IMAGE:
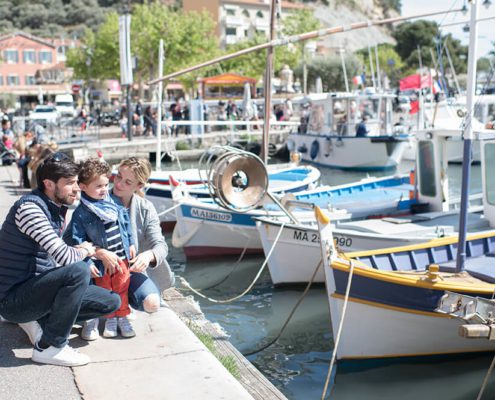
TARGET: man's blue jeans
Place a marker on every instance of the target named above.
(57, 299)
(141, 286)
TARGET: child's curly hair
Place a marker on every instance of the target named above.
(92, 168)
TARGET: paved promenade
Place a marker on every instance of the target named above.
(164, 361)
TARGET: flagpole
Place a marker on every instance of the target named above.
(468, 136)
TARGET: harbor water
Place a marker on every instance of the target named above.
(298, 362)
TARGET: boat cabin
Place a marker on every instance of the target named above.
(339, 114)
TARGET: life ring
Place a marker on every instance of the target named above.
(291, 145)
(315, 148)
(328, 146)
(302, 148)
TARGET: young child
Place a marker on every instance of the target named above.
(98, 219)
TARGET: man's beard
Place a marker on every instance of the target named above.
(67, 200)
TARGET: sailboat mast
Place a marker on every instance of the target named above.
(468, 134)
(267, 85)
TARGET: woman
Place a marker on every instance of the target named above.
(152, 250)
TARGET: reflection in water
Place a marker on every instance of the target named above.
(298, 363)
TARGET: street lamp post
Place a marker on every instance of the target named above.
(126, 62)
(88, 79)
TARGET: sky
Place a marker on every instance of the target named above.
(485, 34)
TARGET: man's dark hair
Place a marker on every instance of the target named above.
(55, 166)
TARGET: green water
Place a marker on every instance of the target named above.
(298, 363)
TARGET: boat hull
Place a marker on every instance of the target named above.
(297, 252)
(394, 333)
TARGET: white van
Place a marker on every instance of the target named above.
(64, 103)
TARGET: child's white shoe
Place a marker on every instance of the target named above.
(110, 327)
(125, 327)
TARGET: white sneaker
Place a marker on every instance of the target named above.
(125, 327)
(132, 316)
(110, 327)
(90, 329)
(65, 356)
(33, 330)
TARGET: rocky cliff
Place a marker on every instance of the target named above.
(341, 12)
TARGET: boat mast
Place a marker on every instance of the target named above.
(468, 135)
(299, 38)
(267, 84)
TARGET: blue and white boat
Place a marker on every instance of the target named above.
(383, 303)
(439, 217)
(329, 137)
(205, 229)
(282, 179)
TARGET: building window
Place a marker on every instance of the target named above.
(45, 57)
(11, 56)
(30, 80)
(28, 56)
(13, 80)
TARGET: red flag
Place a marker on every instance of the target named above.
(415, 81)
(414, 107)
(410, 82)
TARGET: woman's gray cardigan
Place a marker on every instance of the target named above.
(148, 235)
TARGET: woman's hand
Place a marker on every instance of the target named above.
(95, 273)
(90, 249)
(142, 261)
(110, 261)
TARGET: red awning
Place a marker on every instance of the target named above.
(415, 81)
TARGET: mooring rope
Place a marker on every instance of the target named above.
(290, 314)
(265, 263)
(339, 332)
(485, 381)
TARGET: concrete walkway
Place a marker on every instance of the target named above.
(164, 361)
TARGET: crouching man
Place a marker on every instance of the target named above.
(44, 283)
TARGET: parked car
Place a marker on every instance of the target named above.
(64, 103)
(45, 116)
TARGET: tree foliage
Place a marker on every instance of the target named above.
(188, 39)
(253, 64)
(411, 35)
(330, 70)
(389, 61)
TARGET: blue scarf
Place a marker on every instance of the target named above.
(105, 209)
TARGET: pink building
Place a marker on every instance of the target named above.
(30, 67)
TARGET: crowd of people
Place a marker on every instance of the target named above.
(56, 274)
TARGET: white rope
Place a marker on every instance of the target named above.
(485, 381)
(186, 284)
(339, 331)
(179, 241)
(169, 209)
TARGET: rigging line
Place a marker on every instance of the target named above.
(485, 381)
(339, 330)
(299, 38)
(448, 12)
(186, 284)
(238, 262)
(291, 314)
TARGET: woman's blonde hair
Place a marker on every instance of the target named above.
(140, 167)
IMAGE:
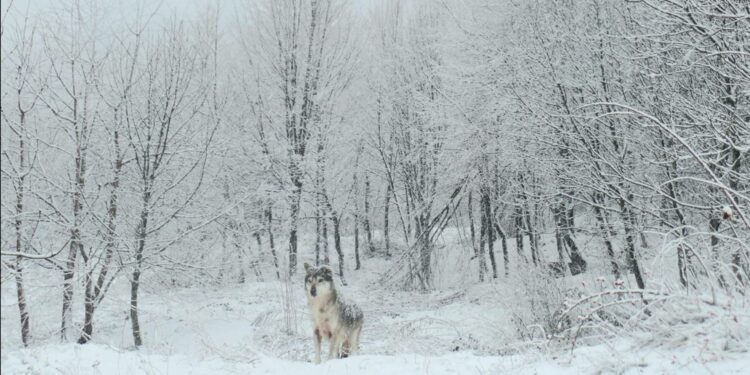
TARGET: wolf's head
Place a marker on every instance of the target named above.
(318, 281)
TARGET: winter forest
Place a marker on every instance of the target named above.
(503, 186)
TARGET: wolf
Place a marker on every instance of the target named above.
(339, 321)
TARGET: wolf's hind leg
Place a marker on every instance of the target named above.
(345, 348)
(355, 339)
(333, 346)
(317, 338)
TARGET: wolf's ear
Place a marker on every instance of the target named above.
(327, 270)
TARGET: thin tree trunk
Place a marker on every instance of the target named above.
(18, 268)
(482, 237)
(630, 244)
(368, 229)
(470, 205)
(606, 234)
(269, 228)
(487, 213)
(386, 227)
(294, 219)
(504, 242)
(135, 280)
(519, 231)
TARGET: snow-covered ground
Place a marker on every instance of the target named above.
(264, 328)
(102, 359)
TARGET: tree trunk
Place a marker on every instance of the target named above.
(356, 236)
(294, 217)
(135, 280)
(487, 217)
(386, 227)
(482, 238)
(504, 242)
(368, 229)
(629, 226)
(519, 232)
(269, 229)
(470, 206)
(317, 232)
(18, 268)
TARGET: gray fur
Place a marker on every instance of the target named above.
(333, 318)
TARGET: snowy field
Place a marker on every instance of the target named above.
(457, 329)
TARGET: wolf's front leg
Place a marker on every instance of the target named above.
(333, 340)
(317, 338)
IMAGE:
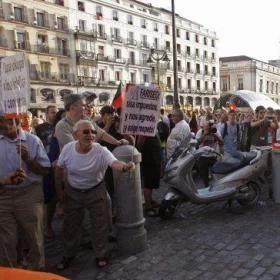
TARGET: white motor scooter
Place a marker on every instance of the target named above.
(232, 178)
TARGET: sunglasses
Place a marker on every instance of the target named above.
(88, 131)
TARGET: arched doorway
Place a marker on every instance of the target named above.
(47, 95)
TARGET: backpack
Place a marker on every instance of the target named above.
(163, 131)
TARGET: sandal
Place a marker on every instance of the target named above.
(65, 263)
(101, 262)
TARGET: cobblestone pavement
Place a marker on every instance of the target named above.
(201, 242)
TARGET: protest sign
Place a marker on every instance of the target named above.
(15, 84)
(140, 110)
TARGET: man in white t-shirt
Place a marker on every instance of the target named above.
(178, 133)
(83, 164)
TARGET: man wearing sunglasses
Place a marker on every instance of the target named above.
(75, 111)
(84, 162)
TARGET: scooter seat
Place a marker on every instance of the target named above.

• • • •

EXERCISE INSTRUCTIONS ▸ All the data above is to be transcribed exactly, with no pictures included.

WORKED SOLUTION ▸
IMAGE:
TARGET: man's blue jeans
Place a marker on every instance of the target named above.
(57, 299)
(141, 286)
TARGET: child's curly hair
Place a marker on every instance of the target named above.
(92, 168)
TARGET: paved promenade
Place a marker on every instance of the target named above.
(164, 361)
TARGET: flagpole
Place a marker on every instance of the target named above.
(468, 136)
TARGET: harbor water
Place a marker on every instance of the target named above.
(298, 362)
TARGET: boat cabin
Place a marker on every instance of the target named above.
(339, 114)
TARGET: life ring
Place a marker on every instance of the target named above.
(291, 145)
(315, 148)
(328, 146)
(302, 148)
TARGET: young child
Place a marker on every instance of the target named above.
(98, 219)
TARGET: man's beard
Place a marker on every instance of the target named above.
(67, 200)
TARGET: sailboat mast
Place a marker on every instance of the target named above.
(468, 134)
(267, 85)
TARGET: woman
Place a marker on every instance of the target named above.
(152, 250)
TARGET: reflection in water
Place a marker on every instance of the target named above.
(298, 363)
TARGET: street lamp post
Place a marker on every instance of the target named above.
(126, 62)
(88, 79)
TARGET: sky
Place a marker on every instance of the target named above.
(485, 34)
TARGET: man's dark hair
Place a marker on every instance of the target named above.
(55, 166)
TARGET: green water
Place a marker on every instance of the target named above.
(298, 363)
TARGET: boat hull
Place a marker on every instance of the target named above.
(297, 252)
(394, 333)
TARGET: white van
Place a marker on every instance of the target named above.
(64, 103)
TARGET: child's white shoe
Place a marker on every instance of the target named above.
(110, 327)
(125, 327)
TARGET: white sneaker
Place a marker on every instance of the target named above.
(125, 327)
(132, 316)
(110, 327)
(90, 329)
(65, 356)
(33, 330)
TARGET: rocky cliff
Place a marker on every instance of the target named above.
(341, 12)
TARGET: boat mast
Place a marker on every instance of the target named above.
(468, 135)
(299, 38)
(267, 84)
TARGET: blue and white boat
Place a marker on every instance of the target named above.
(383, 303)
(439, 217)
(329, 137)
(205, 229)
(282, 179)
TARGET: building window
Place a marker on every instance of the target named above.
(45, 57)
(11, 56)
(30, 80)
(28, 56)
(13, 80)
TARGET: red flag
Place a marker on every instance of the target named above.
(415, 81)
(414, 107)
(410, 82)
TARGET: woman's gray cardigan
Place a marker on every instance of the target named above.
(148, 235)
TARGET: woman's hand
Place a marker on every instance of the target named above.
(95, 273)
(90, 249)
(142, 261)
(110, 261)
TARGET: red awning
Place a marker on every instance of the target named above.
(415, 81)
TARGET: mooring rope
Place a marker on every instance of the target named above.
(290, 314)
(265, 263)
(339, 332)
(485, 381)
TARGET: concrete walkway
Place a marker on every instance of the target named above.
(164, 361)
TARGET: crouching man
Place a marker on every instance of the target named above.
(44, 283)
TARGET: parked car
Place a marker on every instance of the target named above.
(64, 103)
(45, 116)
TARGET: tree foliage
Place a marker on every instance of the target named above.
(188, 39)
(253, 64)
(411, 35)
(330, 70)
(389, 61)
TARGET: blue scarf
Place a marker on every instance of the target named above.
(105, 209)
TARGET: pink building
Place a marker on every instance of the target named above.
(30, 67)
TARGET: crowd of people
Place a marker on every instance of the target named above.
(56, 274)
TARGET: white rope
Place a marker on every instance of the target named above.
(485, 381)
(186, 284)
(339, 331)
(179, 241)
(169, 209)
TARGET: rigging line
Place a marker on every instance of the target named above.
(485, 381)
(339, 330)
(299, 38)
(448, 12)
(186, 284)
(238, 262)
(291, 314)
TARGET: woman's blonde hair
Place a marker on every instance of the target named above.
(140, 167)
IMAGE:
TARGET: wolf's head
Place a marker on every instance of the target named above.
(318, 281)
TARGET: winter forest
Place a marker on every instance of the target named above.
(503, 186)
TARGET: wolf
Place a marker on every instance of the target named above.
(339, 321)
TARGET: wolf's hind leg
Place a marker on every instance of the target named above.
(345, 348)
(355, 339)
(333, 346)
(317, 338)
TARGET: wolf's ear
Place a marker on every instance of the target named above.
(327, 270)
TARGET: thin tree trunk
Place a marker on every instance of the target named above.
(18, 268)
(482, 237)
(630, 244)
(368, 229)
(470, 205)
(606, 234)
(269, 228)
(487, 213)
(386, 227)
(294, 219)
(504, 242)
(135, 280)
(519, 231)
TARGET: snow-covered ground
Place a marker on every instance of the target named above.
(264, 328)
(102, 359)
TARGET: tree trunk
Place a marker on every instance of the target named above.
(356, 236)
(294, 217)
(135, 280)
(487, 217)
(386, 227)
(482, 238)
(504, 242)
(368, 229)
(629, 226)
(519, 232)
(269, 229)
(470, 206)
(317, 232)
(18, 268)
TARGET: gray fur
Place a marker on every instance of the target named above.
(333, 318)
TARGET: snowy field
Place a marker on every instance of the target named above.
(457, 329)
TARGET: wolf's front leg
Place a marker on every instance of the target named above.
(333, 340)
(317, 338)
IMAGE:
TARGET: white motor scooter
Place a marker on every instance of the target named above.
(232, 178)
TARGET: sunglasses
Place a marker on every instance of the target named above.
(88, 131)
TARGET: arched doorway
Place a marker on every instance of the target named above.
(47, 95)
TARGET: backpack
Place a marker on every instance of the target named above.
(163, 131)
TARGET: sandal
Place a marker on every instance of the target named above.
(65, 263)
(101, 262)
TARGET: cobblestone pavement
Place a marker on every instance of the target named above.
(201, 242)
TARGET: protest sign
Place a marker on every instance of the target named above.
(15, 84)
(140, 110)
TARGET: man in white t-shirt
Place a marker on every instance of the target named above.
(178, 133)
(83, 164)
TARGET: man wearing sunglasses
Place a marker on every instance of the target named above.
(75, 111)
(84, 162)
TARGET: scooter seat
Place a marker on every instance of the target named above.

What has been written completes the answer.